#### [TASK PROMPT]
Pick out every line in the listing below that contains the word "airplane", and copy each of those lines.

#### [ENTRIES PROVIDED]

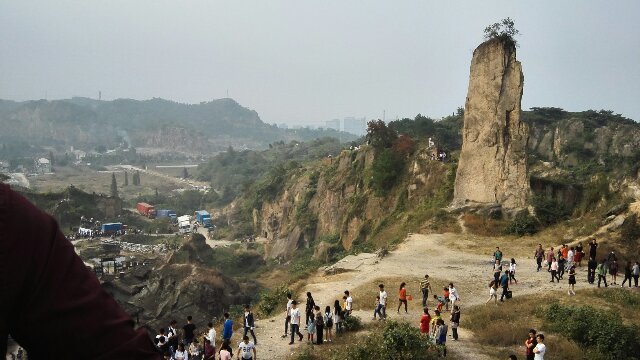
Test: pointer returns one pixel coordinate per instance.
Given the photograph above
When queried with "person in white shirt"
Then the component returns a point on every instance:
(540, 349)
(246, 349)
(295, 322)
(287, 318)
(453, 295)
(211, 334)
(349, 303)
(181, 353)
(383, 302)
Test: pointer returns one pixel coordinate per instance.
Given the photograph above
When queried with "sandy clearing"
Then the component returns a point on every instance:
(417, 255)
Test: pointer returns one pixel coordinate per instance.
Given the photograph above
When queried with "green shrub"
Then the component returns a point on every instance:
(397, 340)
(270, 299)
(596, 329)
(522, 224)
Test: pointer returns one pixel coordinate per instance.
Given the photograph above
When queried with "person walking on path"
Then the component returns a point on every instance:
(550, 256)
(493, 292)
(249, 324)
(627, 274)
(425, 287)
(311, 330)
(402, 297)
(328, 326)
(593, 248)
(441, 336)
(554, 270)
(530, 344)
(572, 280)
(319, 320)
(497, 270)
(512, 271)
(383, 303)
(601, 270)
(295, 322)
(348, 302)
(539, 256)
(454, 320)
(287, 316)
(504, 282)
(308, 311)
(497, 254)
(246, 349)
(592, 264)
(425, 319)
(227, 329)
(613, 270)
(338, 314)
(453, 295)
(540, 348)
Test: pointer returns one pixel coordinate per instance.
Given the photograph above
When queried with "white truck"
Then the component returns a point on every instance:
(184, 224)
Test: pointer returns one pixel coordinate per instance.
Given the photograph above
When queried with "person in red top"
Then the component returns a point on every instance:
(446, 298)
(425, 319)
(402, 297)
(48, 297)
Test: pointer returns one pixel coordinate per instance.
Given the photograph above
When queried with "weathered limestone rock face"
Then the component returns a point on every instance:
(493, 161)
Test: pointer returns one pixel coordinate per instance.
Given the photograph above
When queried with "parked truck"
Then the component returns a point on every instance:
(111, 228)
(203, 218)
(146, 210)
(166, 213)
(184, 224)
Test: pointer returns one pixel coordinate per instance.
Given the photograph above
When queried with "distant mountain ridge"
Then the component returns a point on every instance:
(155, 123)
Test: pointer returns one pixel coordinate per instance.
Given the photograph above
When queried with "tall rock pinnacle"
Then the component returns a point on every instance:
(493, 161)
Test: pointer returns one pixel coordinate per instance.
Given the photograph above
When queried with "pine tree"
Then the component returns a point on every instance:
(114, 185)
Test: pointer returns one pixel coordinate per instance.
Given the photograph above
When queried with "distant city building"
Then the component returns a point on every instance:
--
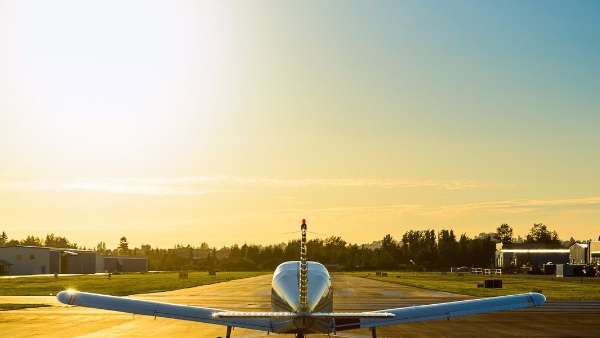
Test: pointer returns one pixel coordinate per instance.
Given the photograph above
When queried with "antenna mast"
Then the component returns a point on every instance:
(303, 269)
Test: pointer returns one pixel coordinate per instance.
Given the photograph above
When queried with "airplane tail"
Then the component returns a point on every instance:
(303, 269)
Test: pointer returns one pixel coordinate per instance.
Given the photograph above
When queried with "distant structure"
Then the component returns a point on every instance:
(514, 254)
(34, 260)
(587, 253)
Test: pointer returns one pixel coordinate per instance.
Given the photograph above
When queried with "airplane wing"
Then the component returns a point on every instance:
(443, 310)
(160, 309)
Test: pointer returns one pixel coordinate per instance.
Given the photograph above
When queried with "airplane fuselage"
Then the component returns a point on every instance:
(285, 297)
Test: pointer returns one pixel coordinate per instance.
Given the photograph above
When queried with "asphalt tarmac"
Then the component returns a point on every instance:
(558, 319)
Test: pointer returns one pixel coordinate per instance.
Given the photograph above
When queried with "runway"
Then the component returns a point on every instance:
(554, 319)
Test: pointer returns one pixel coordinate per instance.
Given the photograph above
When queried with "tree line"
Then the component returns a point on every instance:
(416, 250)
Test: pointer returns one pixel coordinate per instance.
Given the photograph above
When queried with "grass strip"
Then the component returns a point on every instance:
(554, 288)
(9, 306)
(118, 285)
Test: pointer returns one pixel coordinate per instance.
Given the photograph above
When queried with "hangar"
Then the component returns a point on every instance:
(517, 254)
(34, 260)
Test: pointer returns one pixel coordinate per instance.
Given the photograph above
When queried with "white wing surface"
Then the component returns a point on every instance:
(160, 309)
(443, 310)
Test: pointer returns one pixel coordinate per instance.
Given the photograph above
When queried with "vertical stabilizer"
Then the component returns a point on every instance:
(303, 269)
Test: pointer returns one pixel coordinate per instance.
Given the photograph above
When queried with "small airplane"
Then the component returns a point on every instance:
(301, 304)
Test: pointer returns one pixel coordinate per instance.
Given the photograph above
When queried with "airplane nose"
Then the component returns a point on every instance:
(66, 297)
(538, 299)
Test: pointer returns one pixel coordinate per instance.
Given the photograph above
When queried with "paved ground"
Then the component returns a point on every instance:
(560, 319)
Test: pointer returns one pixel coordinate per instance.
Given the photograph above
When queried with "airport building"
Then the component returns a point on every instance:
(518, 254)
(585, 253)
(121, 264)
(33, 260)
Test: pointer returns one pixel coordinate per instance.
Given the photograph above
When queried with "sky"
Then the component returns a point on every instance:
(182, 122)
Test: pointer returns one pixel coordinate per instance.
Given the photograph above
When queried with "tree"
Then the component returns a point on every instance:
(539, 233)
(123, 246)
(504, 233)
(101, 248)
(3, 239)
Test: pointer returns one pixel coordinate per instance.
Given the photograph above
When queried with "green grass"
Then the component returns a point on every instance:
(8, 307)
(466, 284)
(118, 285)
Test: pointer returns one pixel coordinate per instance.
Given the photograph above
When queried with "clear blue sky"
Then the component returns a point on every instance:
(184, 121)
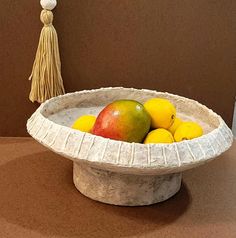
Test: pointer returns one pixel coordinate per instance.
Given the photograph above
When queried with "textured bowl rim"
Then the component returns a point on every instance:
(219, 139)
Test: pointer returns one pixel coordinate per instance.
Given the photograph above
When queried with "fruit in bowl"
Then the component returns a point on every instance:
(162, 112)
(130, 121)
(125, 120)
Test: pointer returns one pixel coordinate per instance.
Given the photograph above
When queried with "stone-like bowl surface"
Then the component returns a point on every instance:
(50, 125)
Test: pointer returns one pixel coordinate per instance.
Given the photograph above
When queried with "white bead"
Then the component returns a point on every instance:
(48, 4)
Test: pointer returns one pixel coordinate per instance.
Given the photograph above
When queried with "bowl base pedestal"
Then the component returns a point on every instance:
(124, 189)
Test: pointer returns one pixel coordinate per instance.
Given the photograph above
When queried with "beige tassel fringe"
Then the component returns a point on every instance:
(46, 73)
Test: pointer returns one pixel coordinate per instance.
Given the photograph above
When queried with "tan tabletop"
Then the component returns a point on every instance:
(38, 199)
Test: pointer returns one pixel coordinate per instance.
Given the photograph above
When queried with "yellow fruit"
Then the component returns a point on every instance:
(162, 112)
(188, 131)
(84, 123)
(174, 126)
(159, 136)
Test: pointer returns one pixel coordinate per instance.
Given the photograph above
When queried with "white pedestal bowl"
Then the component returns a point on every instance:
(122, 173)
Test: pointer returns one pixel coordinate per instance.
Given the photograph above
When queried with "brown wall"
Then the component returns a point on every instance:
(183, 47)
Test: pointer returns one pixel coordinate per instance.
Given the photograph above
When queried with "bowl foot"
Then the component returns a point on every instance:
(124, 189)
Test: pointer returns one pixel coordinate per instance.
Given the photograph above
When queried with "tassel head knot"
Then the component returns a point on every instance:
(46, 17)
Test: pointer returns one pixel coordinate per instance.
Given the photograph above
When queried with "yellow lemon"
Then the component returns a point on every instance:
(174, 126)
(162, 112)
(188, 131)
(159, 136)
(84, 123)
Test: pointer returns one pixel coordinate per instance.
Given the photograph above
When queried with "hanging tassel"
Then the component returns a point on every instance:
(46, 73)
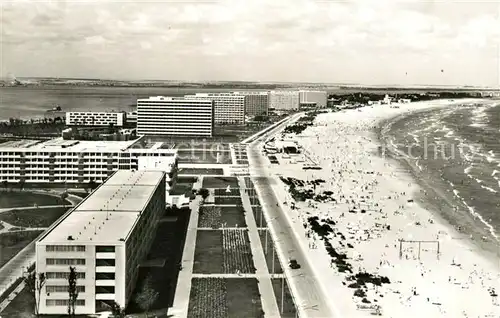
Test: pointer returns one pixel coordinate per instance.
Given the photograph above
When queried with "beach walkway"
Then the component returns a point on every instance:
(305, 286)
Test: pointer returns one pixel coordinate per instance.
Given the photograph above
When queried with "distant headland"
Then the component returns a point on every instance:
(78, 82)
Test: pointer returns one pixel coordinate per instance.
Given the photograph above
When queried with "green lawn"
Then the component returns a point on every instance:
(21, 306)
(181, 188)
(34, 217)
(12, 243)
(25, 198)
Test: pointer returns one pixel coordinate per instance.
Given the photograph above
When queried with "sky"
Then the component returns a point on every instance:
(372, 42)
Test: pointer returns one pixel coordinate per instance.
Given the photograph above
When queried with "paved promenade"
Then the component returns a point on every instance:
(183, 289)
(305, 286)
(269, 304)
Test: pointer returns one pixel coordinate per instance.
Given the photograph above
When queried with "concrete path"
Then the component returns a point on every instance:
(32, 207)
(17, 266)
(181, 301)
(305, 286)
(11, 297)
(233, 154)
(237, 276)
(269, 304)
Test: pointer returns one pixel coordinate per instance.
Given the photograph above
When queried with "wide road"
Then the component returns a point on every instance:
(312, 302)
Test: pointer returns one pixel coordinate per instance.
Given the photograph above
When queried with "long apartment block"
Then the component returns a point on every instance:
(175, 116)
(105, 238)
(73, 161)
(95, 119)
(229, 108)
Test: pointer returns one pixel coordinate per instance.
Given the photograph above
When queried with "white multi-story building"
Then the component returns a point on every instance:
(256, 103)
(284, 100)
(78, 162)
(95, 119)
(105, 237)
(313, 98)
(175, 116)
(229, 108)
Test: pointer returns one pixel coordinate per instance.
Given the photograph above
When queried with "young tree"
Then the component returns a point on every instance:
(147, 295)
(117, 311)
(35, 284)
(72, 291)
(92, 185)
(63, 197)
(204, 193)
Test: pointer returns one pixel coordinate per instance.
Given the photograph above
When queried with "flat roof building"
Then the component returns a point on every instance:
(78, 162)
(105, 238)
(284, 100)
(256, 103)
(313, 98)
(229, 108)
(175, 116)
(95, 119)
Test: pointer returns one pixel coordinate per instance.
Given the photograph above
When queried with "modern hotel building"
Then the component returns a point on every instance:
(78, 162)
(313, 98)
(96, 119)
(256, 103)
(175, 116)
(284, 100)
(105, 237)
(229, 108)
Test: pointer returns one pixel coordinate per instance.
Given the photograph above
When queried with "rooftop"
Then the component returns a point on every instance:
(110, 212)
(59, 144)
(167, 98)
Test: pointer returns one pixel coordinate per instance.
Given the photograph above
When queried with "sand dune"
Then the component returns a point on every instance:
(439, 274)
==
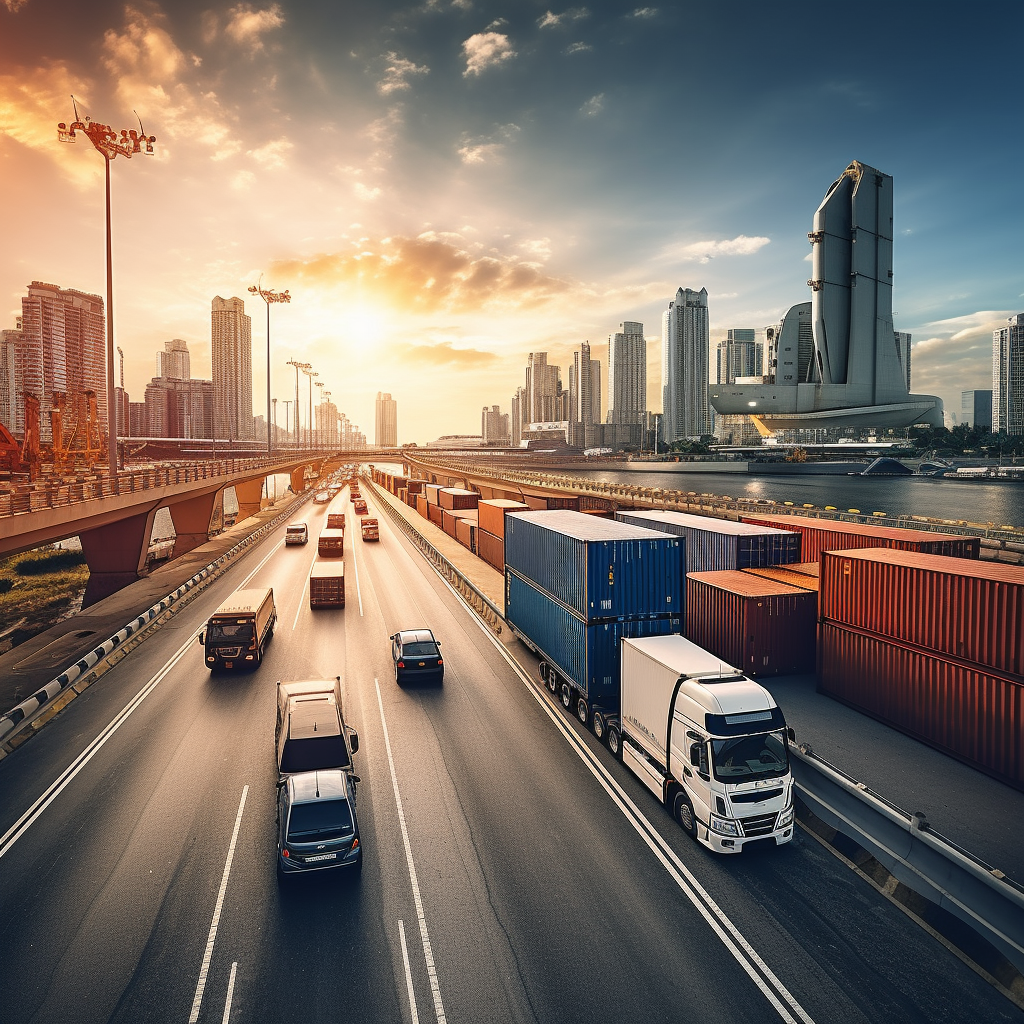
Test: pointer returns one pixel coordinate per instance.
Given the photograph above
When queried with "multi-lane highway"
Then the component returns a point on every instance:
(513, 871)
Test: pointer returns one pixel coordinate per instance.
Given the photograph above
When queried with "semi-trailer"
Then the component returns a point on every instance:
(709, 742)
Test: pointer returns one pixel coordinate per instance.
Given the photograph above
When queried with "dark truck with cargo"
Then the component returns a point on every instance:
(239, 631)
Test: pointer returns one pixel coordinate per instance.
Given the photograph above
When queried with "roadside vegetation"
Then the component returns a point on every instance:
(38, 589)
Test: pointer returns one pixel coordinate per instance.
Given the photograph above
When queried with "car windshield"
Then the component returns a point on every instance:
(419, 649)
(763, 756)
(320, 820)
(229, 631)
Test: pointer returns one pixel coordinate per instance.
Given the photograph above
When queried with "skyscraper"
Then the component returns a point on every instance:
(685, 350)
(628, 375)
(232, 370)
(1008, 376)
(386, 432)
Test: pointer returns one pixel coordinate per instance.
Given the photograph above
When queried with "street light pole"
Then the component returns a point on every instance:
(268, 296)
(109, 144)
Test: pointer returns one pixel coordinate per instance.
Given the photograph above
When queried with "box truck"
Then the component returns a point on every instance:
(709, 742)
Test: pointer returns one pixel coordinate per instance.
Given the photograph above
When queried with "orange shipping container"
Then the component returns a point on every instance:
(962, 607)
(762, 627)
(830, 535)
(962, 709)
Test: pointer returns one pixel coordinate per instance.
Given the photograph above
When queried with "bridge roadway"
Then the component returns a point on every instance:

#### [EXERCISE RESULT]
When queried with "airplane tail"
When queried with "airplane wing"
When queried with "airplane fuselage"
When queried with "small airplane"
When queried with "airplane nose"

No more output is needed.